【3月9日 AFP】新生児に脳損傷を、成人に稀な神経系疾患を引き起こす疑いがあるジカウイルスについて、今度は、まひを引き起こす脊髄炎との関連が指摘された。研究報告が8日、発表された。

 仏専門家チームの報告によると、カリブ海の仏海外県グアドループ(Guadeloupe)島で、1月に急性脊髄炎と診断された15歳の少女の脳脊髄液、血液、尿などから高濃度のジカウイルスが検出されたという。

 この患者について、同島にあるポアンタピートル大学病院センター(University Hospital Center Pointe-a-Pitre)のアニー・ラニュゼル(Annie Lannuzel)氏はAFPの取材に、中南米とカリブ諸国に広まっているジカウイルスと脊髄炎との関連の証拠を示す、公表された初の症例だ」と語った。

 今回の症例に関する詳細を記載した研究論文は、英医学誌ランセット(Lancet)に発表された。

 ラニュゼル氏と研究チームは、症例報告の中で、最近まで、ジカ熱は人間に軽症の感染症を引き起こすと考えられていたが、実際はそうではなく、「今回の急性脊髄炎患者の脳脊髄液中にジカウイルスが存在することは、これが(中枢神経系を侵す)向神経性ウイルスである可能性があることを示唆している」と記した。

> **抽出情報**

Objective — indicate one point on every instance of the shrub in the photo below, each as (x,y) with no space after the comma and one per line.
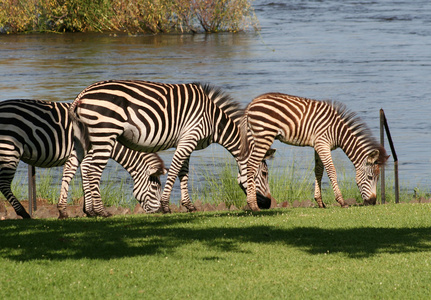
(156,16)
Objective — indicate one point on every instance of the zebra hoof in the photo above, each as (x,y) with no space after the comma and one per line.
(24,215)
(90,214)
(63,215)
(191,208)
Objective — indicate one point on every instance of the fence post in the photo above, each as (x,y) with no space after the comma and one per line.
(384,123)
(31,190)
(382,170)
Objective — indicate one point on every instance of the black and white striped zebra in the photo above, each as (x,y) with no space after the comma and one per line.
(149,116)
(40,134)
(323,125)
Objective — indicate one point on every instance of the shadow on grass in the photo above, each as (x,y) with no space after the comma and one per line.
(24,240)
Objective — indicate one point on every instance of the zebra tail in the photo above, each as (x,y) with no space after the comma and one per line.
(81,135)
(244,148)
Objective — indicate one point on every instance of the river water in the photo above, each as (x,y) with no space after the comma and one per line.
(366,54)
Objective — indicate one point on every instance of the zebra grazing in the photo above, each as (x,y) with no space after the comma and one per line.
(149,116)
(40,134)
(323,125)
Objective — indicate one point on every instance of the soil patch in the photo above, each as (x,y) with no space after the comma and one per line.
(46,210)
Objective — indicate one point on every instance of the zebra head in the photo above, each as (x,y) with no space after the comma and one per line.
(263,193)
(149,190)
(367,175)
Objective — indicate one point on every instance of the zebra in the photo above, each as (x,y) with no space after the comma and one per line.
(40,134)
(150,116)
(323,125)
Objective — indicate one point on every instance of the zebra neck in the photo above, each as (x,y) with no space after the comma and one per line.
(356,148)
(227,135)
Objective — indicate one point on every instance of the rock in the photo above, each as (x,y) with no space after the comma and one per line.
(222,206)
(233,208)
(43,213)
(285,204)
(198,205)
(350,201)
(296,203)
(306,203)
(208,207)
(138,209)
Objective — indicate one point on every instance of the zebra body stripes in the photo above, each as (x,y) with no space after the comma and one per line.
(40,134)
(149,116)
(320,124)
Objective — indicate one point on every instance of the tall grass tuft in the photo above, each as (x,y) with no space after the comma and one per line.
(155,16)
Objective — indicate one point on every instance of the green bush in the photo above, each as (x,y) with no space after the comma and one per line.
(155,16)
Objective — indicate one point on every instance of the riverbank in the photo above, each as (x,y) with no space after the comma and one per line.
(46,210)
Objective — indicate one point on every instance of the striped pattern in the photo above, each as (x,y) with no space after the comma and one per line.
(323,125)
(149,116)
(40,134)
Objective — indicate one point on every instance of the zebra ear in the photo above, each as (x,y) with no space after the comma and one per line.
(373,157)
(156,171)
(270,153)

> **課題指示**
ジカウイルスと脊髄炎に関する記事から、「仏専門家チームの報告によると」で始まり「Lancet)に発表された。」まで続く部分を、一字も変えずに書き写してください。

> **記述回答**
仏専門家チームの報告によると、カリブ海の仏海外県グアドループ(Guadeloupe)島で、1月に急性脊髄炎と診断された15歳の少女の脳脊髄液、血液、尿などから高濃度のジカウイルスが検出されたという。

 この患者について、同島にあるポアンタピートル大学病院センター(University Hospital Center Pointe-a-Pitre)のアニー・ラニュゼル(Annie Lannuzel)氏はAFPの取材に、中南米とカリブ諸国に広まっているジカウイルスと脊髄炎との関連の証拠を示す、公表された初の症例だ」と語った。

 今回の症例に関する詳細を記載した研究論文は、英医学誌ランセット(Lancet)に発表された。